─── Text provided ───

Background: Emergency calls are frequently made to ambulance services for older people who have fallen, but ambulance crews often leave patients at the scene without any ongoing care. We evaluated a new clinical protocol which allowed paramedics to assess older people who had fallen and, if appropriate, refer them to community-based falls services.
Objectives: To compare outcomes, processes and costs of care between intervention and control groups; and to understand factors which facilitate or hinder use.
Design: Cluster randomised controlled trial.
Participants: Participating paramedics at three ambulance services in England and Wales were based at stations randomised to intervention or control arms. Participants were aged 65 years and over, attended by a study paramedic for a fall-related emergency service call, and resident in the trial catchment areas.
Interventions: Intervention paramedics received a clinical protocol with referral pathway, training and support to change practice. Control paramedics continued practice as normal.
Outcomes: The primary outcome comprised subsequent emergency health-care contacts (emergency admissions, emergency department attendances, emergency service calls) or death at 1 month and 6 months. Secondary outcomes included pathway of care, ambulance service operational indicators, self-reported outcomes and costs of care. Those assessing outcomes remained blinded to group allocation.
Results: Across sites, 3073 eligible patients attended by 105 paramedics from 14 ambulance stations were randomly allocated to the intervention group, and 2841 eligible patients attended by 110 paramedics from 11 stations were randomly allocated to the control group. After excluding dissenting and unmatched patients, 2391 intervention group patients and 2264 control group patients were included in primary outcome analyses. We did not find an effect on our overall primary outcome at 1 month or 6 months. However, further emergency service calls were reduced at both 1 month and 6 months; a smaller proportion of patients had made further emergency service calls at 1 month (18.5% vs. 21.8%) and the rate per patient-day at risk at 6 months was lower in the intervention group (0.013 vs. 0.017). Rate of conveyance to emergency department at index incident was similar between groups. Eight per cent of trial eligible patients in the intervention arm were referred to falls services by attending paramedics, compared with 1% in the control arm. The proportion of patients left at scene without further care was lower in the intervention group than in the control group (22.6% vs. 30.3%). We found no differences in duration of episode of care or job cycle. No adverse events were reported. Mean cost of the intervention was £17.30 per patient. There were no significant differences in mean resource utilisation, utilities at 1 month or 6 months or quality-adjusted life-years. In total, 58 patients, 25 paramedics and 31 stakeholders participated in focus groups or interviews. Patients were very satisfied with assessments carried out by paramedics. Paramedics reported that the intervention had increased their confidence to leave patients at home, but barriers to referral included patients' social situations and autonomy.
Conclusions: Findings indicate that this new pathway may be introduced by ambulance services at modest cost, without risk of harm and with some reductions in further emergency calls. However, we did not find evidence of improved health outcomes or reductions in overall NHS emergency workload. Further research is necessary to understand issues in implementation, the costs and benefits of e-trials and the performance of the modified Falls Efficacy Scale.
Trial registration: Current Controlled Trials ISRCTN60481756 and PROSPERO CRD42013006418.
Funding: This project was funded by the National Institute for Health Research (NIHR) Health Technology Assessment programme and will be published in full in Health Technology Assessment; Vol. 21, No. 13. See the NIHR Journals Library website for further project information.

───

_Work order:_ Please summarize the trial abstract above in two sentences.

─── Information shown ───

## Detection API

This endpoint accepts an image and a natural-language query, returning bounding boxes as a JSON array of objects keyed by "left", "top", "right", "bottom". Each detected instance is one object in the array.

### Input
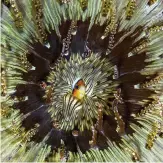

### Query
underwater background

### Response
[{"left": 1, "top": 0, "right": 163, "bottom": 162}]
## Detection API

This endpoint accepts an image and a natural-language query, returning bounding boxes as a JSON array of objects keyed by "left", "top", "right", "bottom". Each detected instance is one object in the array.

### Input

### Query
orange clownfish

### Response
[{"left": 72, "top": 79, "right": 86, "bottom": 100}]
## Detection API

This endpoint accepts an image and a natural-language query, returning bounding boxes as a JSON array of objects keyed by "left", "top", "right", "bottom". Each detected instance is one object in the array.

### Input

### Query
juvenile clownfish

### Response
[{"left": 72, "top": 79, "right": 86, "bottom": 100}]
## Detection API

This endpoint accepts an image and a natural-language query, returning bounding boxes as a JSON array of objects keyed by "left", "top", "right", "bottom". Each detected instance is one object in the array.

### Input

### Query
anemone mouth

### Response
[
  {"left": 1, "top": 0, "right": 163, "bottom": 162},
  {"left": 45, "top": 53, "right": 117, "bottom": 131}
]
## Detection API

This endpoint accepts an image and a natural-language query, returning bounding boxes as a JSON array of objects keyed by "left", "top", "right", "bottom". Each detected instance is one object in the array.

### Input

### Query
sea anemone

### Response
[{"left": 1, "top": 0, "right": 163, "bottom": 162}]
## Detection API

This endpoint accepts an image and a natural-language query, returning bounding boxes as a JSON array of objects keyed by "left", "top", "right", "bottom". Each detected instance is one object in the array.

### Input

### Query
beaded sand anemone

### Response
[{"left": 1, "top": 0, "right": 163, "bottom": 162}]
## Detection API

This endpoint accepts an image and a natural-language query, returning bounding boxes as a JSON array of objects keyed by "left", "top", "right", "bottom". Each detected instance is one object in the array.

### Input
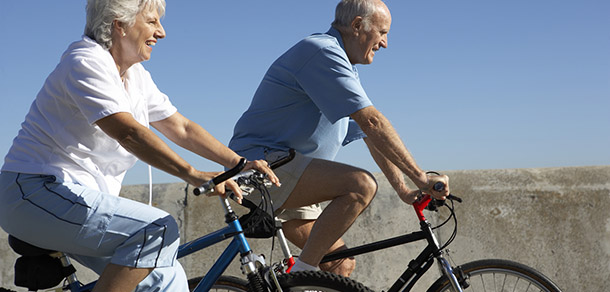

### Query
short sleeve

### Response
[
  {"left": 296, "top": 46, "right": 372, "bottom": 123},
  {"left": 341, "top": 118, "right": 366, "bottom": 146},
  {"left": 142, "top": 67, "right": 178, "bottom": 122},
  {"left": 64, "top": 58, "right": 130, "bottom": 124}
]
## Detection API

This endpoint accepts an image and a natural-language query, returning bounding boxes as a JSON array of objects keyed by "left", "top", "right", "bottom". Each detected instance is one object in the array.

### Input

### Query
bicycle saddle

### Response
[{"left": 8, "top": 234, "right": 57, "bottom": 256}]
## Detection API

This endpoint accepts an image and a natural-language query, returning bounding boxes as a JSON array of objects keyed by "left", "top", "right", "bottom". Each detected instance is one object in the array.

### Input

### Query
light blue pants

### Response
[{"left": 0, "top": 172, "right": 188, "bottom": 291}]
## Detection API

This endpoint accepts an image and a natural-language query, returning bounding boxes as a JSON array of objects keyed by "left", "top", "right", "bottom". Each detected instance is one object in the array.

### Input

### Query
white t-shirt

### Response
[{"left": 2, "top": 36, "right": 177, "bottom": 195}]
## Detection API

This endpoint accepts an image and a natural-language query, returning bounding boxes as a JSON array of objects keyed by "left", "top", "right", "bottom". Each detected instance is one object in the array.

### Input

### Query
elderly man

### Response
[{"left": 229, "top": 0, "right": 449, "bottom": 276}]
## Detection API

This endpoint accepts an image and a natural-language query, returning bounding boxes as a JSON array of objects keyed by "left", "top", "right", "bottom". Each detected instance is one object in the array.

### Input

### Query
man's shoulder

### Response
[{"left": 300, "top": 33, "right": 341, "bottom": 49}]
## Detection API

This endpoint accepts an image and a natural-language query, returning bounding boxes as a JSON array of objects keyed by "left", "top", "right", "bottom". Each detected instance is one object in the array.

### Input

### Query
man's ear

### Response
[{"left": 350, "top": 16, "right": 364, "bottom": 35}]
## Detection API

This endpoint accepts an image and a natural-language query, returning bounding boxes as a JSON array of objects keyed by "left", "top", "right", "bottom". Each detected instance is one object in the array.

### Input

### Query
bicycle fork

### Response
[{"left": 420, "top": 220, "right": 464, "bottom": 292}]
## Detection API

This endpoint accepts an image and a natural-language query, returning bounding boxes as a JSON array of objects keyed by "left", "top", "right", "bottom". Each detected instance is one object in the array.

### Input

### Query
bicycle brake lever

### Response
[{"left": 447, "top": 194, "right": 462, "bottom": 203}]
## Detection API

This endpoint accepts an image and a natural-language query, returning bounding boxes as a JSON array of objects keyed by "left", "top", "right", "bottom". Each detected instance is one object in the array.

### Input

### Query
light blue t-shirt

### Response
[{"left": 229, "top": 28, "right": 372, "bottom": 160}]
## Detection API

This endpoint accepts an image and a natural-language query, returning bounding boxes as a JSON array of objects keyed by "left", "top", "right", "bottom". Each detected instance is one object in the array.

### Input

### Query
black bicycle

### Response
[{"left": 213, "top": 160, "right": 561, "bottom": 292}]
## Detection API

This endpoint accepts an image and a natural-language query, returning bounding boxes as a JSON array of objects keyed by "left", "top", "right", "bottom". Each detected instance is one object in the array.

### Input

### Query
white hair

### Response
[
  {"left": 85, "top": 0, "right": 165, "bottom": 49},
  {"left": 331, "top": 0, "right": 379, "bottom": 31}
]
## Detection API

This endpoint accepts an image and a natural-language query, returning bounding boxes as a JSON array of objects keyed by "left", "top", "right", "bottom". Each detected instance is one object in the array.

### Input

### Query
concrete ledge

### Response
[{"left": 0, "top": 166, "right": 610, "bottom": 291}]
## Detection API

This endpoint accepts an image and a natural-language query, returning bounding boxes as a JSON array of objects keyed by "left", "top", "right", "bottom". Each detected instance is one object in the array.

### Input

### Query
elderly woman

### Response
[{"left": 0, "top": 0, "right": 279, "bottom": 291}]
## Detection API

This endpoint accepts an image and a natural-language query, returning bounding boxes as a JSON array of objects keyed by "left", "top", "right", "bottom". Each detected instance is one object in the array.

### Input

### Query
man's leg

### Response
[
  {"left": 281, "top": 159, "right": 377, "bottom": 266},
  {"left": 282, "top": 219, "right": 356, "bottom": 277}
]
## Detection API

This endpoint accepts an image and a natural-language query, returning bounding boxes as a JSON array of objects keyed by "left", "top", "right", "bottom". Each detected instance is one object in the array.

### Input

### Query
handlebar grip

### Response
[
  {"left": 193, "top": 158, "right": 248, "bottom": 196},
  {"left": 432, "top": 181, "right": 445, "bottom": 192}
]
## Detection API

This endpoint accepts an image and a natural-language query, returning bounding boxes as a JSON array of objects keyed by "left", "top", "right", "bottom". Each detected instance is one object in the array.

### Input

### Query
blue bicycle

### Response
[{"left": 0, "top": 159, "right": 372, "bottom": 292}]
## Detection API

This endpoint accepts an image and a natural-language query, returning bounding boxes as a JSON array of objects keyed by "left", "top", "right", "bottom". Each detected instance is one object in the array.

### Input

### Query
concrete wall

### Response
[{"left": 0, "top": 166, "right": 610, "bottom": 291}]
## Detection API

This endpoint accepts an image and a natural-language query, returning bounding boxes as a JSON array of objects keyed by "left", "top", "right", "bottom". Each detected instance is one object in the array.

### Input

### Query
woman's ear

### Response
[{"left": 112, "top": 19, "right": 127, "bottom": 36}]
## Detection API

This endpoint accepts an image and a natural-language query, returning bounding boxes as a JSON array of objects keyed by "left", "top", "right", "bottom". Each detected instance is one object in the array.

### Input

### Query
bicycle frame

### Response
[
  {"left": 178, "top": 198, "right": 264, "bottom": 292},
  {"left": 321, "top": 195, "right": 462, "bottom": 292}
]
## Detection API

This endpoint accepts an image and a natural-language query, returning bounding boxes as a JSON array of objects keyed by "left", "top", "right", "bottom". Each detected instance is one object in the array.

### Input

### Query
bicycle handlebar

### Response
[{"left": 193, "top": 158, "right": 248, "bottom": 196}]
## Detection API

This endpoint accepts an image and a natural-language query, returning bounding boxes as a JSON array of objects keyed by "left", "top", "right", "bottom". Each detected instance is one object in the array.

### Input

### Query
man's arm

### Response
[
  {"left": 364, "top": 138, "right": 419, "bottom": 204},
  {"left": 350, "top": 106, "right": 449, "bottom": 199}
]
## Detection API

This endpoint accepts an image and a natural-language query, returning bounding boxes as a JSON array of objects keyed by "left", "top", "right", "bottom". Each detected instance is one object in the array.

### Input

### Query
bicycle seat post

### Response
[{"left": 56, "top": 252, "right": 78, "bottom": 286}]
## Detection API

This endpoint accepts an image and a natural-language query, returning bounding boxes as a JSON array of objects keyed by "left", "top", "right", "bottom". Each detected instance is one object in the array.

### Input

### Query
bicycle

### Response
[
  {"left": 213, "top": 167, "right": 561, "bottom": 292},
  {"left": 0, "top": 159, "right": 371, "bottom": 292}
]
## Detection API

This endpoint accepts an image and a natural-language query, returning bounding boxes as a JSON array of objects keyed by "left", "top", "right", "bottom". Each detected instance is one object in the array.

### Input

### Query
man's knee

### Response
[
  {"left": 346, "top": 171, "right": 378, "bottom": 205},
  {"left": 320, "top": 257, "right": 356, "bottom": 277}
]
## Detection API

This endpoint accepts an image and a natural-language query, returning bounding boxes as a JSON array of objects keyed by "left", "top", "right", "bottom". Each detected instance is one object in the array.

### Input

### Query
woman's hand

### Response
[
  {"left": 244, "top": 159, "right": 281, "bottom": 187},
  {"left": 187, "top": 171, "right": 243, "bottom": 204}
]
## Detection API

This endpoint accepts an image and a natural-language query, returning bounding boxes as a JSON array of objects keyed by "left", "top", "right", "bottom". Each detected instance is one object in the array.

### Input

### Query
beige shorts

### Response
[{"left": 246, "top": 151, "right": 322, "bottom": 222}]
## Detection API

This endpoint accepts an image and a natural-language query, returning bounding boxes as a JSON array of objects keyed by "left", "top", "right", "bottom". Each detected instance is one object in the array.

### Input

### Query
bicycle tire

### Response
[
  {"left": 189, "top": 276, "right": 248, "bottom": 292},
  {"left": 189, "top": 271, "right": 373, "bottom": 292},
  {"left": 428, "top": 259, "right": 561, "bottom": 292},
  {"left": 278, "top": 271, "right": 373, "bottom": 292}
]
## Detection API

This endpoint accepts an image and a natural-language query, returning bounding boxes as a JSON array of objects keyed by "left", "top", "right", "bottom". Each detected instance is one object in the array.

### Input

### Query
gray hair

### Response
[
  {"left": 85, "top": 0, "right": 165, "bottom": 49},
  {"left": 331, "top": 0, "right": 379, "bottom": 31}
]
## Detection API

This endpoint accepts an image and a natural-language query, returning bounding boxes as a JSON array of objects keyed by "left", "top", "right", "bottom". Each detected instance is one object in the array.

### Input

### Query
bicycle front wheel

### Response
[{"left": 428, "top": 259, "right": 561, "bottom": 292}]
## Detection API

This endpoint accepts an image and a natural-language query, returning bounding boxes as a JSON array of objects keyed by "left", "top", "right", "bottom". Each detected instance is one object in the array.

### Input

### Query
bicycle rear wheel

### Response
[
  {"left": 278, "top": 271, "right": 373, "bottom": 292},
  {"left": 428, "top": 259, "right": 561, "bottom": 292}
]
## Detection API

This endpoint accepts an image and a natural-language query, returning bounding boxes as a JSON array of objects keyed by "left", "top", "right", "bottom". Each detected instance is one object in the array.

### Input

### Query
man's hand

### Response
[
  {"left": 420, "top": 174, "right": 450, "bottom": 200},
  {"left": 398, "top": 190, "right": 421, "bottom": 205}
]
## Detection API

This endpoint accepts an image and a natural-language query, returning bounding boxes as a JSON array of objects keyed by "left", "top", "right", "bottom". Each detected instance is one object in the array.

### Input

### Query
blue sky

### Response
[{"left": 0, "top": 0, "right": 610, "bottom": 184}]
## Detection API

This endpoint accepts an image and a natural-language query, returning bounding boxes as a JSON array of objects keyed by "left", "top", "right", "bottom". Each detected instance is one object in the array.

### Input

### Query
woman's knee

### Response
[{"left": 112, "top": 215, "right": 180, "bottom": 268}]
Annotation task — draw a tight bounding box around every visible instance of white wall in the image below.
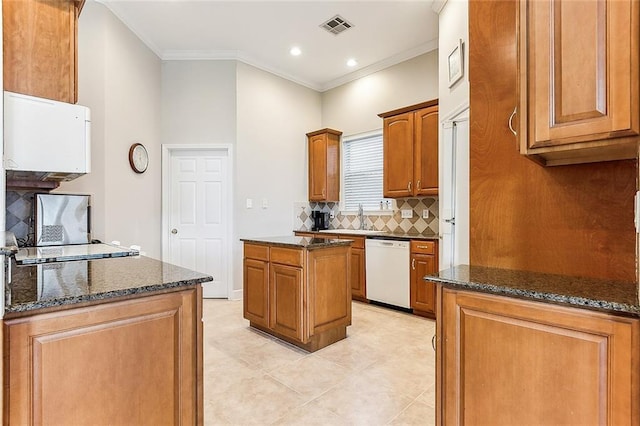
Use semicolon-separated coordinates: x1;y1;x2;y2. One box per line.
438;0;470;269
58;2;161;259
161;61;236;144
233;63;321;289
322;50;438;136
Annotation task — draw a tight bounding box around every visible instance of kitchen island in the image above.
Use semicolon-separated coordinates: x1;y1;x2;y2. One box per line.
3;256;212;424
241;236;351;352
425;265;640;425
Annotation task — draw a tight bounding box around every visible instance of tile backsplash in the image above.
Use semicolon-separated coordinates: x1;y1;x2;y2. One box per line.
294;197;438;234
5;191;35;246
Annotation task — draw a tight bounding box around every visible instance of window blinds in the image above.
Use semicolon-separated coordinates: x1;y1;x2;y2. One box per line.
343;133;382;211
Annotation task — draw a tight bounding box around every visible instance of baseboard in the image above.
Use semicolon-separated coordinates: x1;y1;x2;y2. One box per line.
229;289;242;300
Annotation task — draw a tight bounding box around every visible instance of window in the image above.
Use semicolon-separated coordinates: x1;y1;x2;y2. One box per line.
342;131;383;211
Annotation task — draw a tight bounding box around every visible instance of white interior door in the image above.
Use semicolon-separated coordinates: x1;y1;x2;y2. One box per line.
439;110;469;270
164;149;231;298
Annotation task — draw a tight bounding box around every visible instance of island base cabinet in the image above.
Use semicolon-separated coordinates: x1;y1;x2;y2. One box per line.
243;243;351;352
4;286;203;425
436;286;640;426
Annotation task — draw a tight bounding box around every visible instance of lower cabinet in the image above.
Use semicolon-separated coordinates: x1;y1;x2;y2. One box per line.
409;240;438;318
243;242;351;352
295;231;367;302
436;286;640;425
269;263;305;342
3;286;203;425
350;245;367;302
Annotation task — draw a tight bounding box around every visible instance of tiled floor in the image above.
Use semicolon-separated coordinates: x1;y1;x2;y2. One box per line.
204;299;435;426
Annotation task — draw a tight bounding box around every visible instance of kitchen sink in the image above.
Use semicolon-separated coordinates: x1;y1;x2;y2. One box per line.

───

_Answer for this exercise:_ A cluster randomized controlled trial at three ambulance services in England and Wales evaluated a clinical protocol that let paramedics assess older people who had fallen and refer them to community-based falls services. It found no effect on the overall primary outcome at 1 month or 6 months, but further emergency service calls were reduced and fewer patients were left at scene without further care, at a mean intervention cost of £17.30 per patient with no adverse events reported.